··· Excerpt to read
# kubota 5740 Lemon??



## mrredbeard (May 27, 2013)

i have bought nothing but kubota for 7 years and loved them. my first 5740 i had for 5 years and it never gave me any trouble. i like the machine so good i just bought another brand new one. Same machine 5740. 25 hours on it and it has been back to the shop 4 times. first time was because the steering quit working. i would be going down the road and the tractor would start going off the road. they replaced some kind of pump and it fixed the problem. well fixed it for 2 hours then the same thing again. mesnics picked it up again and put another pump on it. so far so good. it would also smoke real bad when you start it up. when it got around 20 out side it didnt want to start so they picked it up and said the relay wasn't big enough to heat up the glow plugs. brought it back and now it starts in the cold but sounds like it is only running on half the cylinders and still smoking bad. they picked it up again and did something with the timing. i guess my question is should i keep leting them take my tractor or should i buy a different brand. i need it to be hydrostatic and kubota was the only one in the 60 horsepower range i found. i asked mesnics for a new tractor because that is the least i though kubota should do, but they said give it time that not enough has went bad yet.how much is enough. please some one tell me if i should give it time or just say the heck with mesnics and move to another dealer. i have bought from them a 3130, two 5740's. a zd28, a zd31, and a f3680 so i have quite a bit of history with them. i have always thought them to be more then fair until now.


----------



## piglett (Apr 20, 2014)

i would say it's up to Kubota not the dealer you purchased it from

but i can understand why you would at this point not be all that happy


----------



## mrredbeard (May 27, 2013)

Kubota is refunding 100 percent if my money. I am buying a new kubota tier 4 6060. I AM VERY HAPPY WITH HOW KUBOTA HANDLED THIS


----------



## Hoodoo Valley (Nov 14, 2006)

Glad to hear this!


----------



## piglett (Apr 20, 2014)

Outstanding!!!


----------



## mrredbeard (May 27, 2013)
······
Written exercise A :: Substitute "window frame" for "white window frame" in the records and give them again, otherwise unchanged.
Written exercise B :: Pick up the Kubota 5740 thread where it stops and write its continuation.
··· Supplied data
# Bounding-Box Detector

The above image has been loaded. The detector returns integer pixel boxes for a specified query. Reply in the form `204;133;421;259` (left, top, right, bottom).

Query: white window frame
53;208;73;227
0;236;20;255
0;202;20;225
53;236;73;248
······
Final result A ::
# Bounding-Box Detector

The above image has been loaded. The detector returns integer pixel boxes for a specified query. Reply in the form `204;133;421;259` (left, top, right, bottom).

Query: window frame
53;208;73;227
0;236;20;255
0;202;20;225
53;236;73;248

Final result B ::
I have put about 25 hours on the new tier 4 t6060 so far. I had the kubota backhoe put on this on. I like some of the upgrades but the engineering only goes to 2600 rpm. That's 16 MPH. My 5740 did 18 MPH and 2900 rpm. The new throttle Leaver is 1000% improvement. The engine is a lot smother and quieter. We will just have to put some hours on it now


----------



## mrredbeard (May 27, 2013)

*50 hours on machine and i still like it*

the new t6060 is working out great . there is still a steering problem but the other problems are gone . sales man says to wait as long as i can and then have it fixed under warrenty. seems fair to me after the way they handled the other problems. the backhoe is a great add on. neil at messicks has not steered me wrong yet. the new teir 4 seems to have a lot of improvements and only 2 drawbacks, first the loss of two mph, and second the cost of that filter went it gets cloged. the regeneration filter cost is around 2 grand. they say it lasts 2000 hours so im not worried because i will never put that many hours on this unit.


----------



## msheron (Nov 24, 2013)

Glad they handled it. I mean 4 times in a very short period means you cannot get work done and let's face it..............tractors are work machines and not to be stared at! 

I too have looked to Kubota and test drove a L3901 but think I will end up with a NH Workmaster in the end. Not all the bells and whistles but just a machine to work with.

Once again a kudos to Kubota! I had a GR200 lawn tractor that I recently did some horse trading on and it was almost flawless for the last 10 years! Great machines.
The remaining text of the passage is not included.